• Text under study:
□ □ □ □ □ □ □

How Much Life Insurance Do You Really Need?
You work hard to build a nest egg that will reap benefits in the future. One of the prime ingredients in the recipe for the ideal financial portfolio is always life insurance – as most online investment sites will inform you. However, given the multiple and varied choices in policies available, how do you know how much coverage is right for you?
What Does It Take to Determine the Life Insurance Coverage You Need?
Investment agents and advisors are forever advising that a certain percentage of your salary needs to be invested in various financial instruments. For life insurance, agents use a standard norm while suggesting coverage – invest in a plan that is 5 to 10 times your salary. While that may sound extreme, sit back and learn the why of it before you brush it aside!
Here’s a step-by-step process that will help you understand why insurance agents and financial advisors suggest you invest what seems like such a large sum of money into life insurance:
- The first step is to calculate all your household expenses for a year, every bit from large expenditures to the smallest bill, taking into account different seasons and the utilities required. Also, input “disaster/crisis expenditure”, and any other needs you need to take into account, like care and support for a loved one with special needs.

□ □ □ □ □ □ □

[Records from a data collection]
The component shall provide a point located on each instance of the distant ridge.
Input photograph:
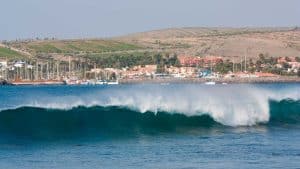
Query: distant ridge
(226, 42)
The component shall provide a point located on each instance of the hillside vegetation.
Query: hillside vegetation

□ □ □ □ □ □ □

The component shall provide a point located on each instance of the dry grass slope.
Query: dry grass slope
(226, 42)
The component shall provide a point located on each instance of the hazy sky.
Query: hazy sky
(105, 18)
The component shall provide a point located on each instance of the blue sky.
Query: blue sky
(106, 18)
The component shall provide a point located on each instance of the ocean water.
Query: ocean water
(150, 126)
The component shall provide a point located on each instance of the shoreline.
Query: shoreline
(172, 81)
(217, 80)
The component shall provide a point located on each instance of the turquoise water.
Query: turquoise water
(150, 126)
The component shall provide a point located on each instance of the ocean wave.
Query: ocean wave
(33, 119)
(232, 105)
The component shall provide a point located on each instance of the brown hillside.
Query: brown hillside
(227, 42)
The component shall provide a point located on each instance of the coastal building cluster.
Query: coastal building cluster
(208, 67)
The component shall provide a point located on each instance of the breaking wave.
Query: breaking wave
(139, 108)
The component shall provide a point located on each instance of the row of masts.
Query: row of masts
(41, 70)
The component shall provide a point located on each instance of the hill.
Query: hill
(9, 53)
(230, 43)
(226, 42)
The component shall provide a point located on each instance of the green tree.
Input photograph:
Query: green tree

□ □ □ □ □ □ □

• About this task: Which sentences in the life insurance text end in a question mark? Quote each one in full.

• Solution for this problem:
- How Much Life Insurance Do You Really Need?
- However, given the multiple and varied choices in policies available, how do you know how much coverage is right for you?
- What Does It Take to Determine the Life Insurance Coverage You Need?